• GIVEN INSTRUCTION
Count the lines in the records below that contain the string "Indicate", treating case as significant, and reply with the number alone.

• SUPPLIED RECORDS

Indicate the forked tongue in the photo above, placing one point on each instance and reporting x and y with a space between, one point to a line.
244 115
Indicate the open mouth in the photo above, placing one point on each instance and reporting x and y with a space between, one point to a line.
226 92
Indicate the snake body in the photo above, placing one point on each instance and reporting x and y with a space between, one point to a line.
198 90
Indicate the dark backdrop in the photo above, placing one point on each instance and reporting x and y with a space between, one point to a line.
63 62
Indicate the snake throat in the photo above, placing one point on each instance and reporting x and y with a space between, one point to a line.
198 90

--

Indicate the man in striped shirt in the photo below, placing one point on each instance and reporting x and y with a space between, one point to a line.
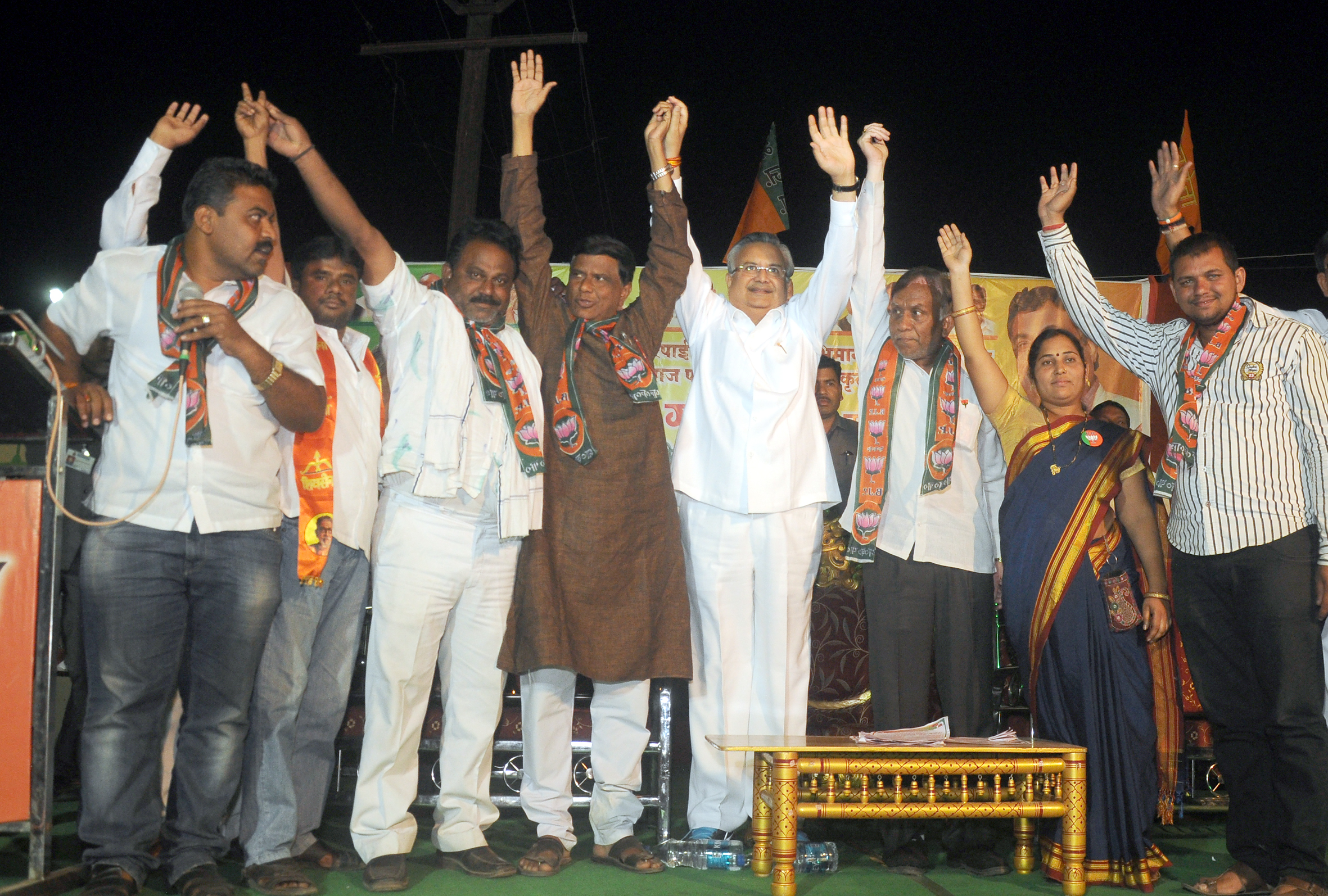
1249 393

• COMPLETE OUTPUT
6